■ Exercise aim: Lines with the word "handlebar" in them must be copied from the records below.

■ Data supplied:
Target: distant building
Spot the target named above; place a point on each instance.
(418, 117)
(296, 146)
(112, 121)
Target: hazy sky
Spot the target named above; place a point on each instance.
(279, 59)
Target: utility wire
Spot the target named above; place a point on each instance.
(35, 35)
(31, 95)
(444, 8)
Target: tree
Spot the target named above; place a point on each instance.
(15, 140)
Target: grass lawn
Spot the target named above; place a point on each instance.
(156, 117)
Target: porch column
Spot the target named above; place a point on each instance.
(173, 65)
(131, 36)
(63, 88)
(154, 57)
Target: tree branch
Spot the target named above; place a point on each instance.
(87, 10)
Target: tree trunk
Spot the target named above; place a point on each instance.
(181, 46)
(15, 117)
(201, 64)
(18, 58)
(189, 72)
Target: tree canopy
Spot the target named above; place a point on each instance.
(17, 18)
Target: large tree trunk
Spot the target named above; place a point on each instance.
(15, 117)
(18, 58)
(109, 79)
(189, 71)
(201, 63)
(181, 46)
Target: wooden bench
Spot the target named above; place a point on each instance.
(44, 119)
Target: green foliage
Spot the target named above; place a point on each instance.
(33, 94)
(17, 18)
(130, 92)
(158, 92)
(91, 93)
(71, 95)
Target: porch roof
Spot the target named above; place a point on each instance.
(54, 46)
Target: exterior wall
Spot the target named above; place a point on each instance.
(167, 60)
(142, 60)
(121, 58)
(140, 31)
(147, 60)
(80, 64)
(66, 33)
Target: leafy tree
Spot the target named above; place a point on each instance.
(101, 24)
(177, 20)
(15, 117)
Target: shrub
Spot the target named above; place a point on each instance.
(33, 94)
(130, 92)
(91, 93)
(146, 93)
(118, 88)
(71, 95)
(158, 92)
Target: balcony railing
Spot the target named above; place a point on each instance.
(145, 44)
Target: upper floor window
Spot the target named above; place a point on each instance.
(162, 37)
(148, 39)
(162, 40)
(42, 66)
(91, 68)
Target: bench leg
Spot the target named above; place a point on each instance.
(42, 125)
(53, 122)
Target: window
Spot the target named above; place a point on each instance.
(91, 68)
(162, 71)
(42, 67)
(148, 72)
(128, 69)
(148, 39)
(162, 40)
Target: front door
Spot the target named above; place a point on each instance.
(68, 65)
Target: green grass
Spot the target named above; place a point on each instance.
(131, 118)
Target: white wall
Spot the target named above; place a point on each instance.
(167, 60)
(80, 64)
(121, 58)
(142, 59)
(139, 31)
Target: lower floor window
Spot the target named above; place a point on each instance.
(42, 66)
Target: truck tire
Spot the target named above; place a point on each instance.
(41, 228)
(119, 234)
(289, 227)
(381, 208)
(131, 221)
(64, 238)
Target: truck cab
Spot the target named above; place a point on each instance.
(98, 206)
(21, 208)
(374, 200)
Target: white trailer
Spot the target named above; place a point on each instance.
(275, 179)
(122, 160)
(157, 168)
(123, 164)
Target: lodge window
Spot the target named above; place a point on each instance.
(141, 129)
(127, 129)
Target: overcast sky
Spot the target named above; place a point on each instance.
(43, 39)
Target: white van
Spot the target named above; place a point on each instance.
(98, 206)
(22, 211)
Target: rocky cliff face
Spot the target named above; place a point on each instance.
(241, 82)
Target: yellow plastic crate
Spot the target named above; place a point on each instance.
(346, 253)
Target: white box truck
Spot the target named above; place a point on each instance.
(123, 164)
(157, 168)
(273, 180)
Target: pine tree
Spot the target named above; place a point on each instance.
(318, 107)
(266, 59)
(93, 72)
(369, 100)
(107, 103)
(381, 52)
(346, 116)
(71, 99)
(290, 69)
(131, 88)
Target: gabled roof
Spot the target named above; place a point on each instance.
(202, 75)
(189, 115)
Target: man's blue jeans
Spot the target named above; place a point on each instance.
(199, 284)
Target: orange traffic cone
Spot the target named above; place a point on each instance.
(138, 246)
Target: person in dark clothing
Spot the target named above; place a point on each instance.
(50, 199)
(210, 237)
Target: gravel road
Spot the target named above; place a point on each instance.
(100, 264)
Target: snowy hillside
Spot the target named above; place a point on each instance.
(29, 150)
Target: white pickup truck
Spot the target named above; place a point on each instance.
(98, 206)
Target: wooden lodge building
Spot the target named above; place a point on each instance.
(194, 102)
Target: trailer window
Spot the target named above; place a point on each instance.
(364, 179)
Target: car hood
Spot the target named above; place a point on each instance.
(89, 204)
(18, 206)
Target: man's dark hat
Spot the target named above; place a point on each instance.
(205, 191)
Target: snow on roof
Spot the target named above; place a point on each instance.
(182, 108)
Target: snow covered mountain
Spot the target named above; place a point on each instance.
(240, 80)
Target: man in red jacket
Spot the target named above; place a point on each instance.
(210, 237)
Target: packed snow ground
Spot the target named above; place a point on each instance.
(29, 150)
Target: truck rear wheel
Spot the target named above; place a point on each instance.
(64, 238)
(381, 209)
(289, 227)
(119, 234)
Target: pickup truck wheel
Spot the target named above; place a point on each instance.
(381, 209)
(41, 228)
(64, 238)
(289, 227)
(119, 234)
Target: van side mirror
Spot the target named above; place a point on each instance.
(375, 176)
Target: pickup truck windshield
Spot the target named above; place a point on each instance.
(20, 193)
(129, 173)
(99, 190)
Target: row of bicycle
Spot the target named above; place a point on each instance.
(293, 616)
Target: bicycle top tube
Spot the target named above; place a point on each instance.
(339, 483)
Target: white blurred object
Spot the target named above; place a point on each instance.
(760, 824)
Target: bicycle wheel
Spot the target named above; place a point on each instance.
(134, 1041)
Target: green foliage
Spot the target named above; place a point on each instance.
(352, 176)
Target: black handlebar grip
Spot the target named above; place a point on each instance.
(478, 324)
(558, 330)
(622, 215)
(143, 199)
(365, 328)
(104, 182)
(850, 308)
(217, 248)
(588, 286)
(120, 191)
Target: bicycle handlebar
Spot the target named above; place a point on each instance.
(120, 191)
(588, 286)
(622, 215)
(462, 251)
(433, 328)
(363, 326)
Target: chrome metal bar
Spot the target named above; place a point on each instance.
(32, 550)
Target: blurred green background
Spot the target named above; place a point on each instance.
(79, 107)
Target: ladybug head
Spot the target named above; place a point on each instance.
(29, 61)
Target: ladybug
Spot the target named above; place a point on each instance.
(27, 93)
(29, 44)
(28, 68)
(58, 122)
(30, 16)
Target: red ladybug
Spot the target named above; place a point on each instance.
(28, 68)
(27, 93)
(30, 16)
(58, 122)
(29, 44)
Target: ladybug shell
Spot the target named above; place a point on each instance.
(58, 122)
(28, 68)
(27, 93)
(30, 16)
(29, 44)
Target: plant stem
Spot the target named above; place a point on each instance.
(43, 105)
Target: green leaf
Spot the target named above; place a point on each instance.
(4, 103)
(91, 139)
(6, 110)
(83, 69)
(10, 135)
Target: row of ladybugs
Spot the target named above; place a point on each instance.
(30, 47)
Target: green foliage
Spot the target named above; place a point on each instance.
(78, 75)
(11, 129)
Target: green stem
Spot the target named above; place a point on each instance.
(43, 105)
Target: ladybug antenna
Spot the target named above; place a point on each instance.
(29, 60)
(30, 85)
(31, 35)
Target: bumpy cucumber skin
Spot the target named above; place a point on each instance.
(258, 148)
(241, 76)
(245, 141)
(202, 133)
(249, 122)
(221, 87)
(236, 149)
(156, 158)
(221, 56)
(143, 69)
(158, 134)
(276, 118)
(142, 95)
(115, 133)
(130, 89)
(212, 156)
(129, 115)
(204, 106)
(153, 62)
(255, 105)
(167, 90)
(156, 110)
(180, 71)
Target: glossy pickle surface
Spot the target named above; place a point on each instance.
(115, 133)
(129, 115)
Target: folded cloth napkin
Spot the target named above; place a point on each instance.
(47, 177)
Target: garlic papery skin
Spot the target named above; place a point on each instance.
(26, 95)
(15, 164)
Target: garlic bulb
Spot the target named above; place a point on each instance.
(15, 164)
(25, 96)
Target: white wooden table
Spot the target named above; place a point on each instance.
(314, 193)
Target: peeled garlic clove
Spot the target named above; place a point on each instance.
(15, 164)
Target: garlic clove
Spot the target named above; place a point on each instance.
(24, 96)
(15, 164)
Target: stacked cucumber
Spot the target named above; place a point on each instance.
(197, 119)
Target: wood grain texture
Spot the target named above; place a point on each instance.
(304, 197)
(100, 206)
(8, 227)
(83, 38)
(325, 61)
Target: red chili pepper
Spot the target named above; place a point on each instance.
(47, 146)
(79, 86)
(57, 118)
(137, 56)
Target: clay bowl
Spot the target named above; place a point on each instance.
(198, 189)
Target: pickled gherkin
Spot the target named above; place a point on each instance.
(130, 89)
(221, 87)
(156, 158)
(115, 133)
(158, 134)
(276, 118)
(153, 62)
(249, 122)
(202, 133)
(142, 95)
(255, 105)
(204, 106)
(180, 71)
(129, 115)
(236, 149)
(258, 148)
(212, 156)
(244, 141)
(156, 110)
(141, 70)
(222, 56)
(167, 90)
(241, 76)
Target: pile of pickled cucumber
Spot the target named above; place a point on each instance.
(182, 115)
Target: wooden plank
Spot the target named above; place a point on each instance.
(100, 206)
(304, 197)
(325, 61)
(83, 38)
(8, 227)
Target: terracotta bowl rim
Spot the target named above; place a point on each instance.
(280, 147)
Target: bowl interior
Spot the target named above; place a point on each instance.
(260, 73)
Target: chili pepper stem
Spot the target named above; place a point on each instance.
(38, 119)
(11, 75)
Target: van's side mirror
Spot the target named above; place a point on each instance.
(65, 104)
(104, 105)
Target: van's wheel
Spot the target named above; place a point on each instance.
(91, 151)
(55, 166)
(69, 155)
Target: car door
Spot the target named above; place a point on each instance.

■ Response:
Target: black handlebar grip
Target: bicycle handlebar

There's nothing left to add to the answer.